> **Description of the task**
Please pick out every line below that contains the string "pink" and copy each one. Case counts when matching.

++++

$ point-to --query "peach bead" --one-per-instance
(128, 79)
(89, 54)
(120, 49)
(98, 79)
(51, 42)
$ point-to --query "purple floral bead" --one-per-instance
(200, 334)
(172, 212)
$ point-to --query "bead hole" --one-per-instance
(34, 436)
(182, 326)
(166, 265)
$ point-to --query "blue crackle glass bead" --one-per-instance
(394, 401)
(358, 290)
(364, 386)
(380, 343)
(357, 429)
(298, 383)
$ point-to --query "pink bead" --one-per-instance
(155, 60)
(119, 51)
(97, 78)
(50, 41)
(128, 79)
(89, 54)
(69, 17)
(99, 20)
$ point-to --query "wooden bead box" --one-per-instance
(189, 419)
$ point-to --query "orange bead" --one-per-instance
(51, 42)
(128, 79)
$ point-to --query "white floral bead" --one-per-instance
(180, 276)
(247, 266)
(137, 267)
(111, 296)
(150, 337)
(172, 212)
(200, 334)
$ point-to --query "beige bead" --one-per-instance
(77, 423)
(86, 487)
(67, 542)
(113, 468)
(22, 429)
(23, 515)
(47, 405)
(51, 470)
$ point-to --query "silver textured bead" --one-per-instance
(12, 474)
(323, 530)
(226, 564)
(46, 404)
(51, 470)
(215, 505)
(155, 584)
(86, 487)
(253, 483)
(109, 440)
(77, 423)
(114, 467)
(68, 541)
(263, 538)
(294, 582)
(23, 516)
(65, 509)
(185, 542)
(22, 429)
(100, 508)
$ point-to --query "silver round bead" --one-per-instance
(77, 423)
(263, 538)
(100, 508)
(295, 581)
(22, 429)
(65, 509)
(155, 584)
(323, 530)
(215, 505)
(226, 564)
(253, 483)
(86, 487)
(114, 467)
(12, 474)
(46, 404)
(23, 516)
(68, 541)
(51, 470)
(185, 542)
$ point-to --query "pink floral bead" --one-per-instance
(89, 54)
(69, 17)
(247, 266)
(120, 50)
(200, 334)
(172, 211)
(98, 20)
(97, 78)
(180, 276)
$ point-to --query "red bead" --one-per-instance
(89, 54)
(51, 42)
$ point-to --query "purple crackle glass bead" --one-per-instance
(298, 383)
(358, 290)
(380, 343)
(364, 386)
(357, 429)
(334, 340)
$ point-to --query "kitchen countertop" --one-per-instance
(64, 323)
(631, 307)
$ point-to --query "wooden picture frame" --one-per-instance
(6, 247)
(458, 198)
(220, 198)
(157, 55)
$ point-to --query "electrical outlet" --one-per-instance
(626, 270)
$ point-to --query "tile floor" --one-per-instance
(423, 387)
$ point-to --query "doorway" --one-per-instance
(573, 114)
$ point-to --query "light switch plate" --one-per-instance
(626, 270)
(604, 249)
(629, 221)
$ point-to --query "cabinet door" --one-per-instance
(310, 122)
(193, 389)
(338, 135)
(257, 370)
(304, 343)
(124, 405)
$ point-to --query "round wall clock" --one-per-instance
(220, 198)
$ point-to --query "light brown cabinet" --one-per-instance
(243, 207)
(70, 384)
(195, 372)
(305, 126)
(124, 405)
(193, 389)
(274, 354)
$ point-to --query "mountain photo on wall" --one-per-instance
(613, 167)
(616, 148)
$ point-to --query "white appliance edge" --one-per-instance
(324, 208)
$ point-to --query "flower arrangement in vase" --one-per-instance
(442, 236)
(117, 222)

++++

> **Expected output**
$ point-to --query "pink bead" --one-per-instance
$ point-to --query "pink floral bead" --one-per-instance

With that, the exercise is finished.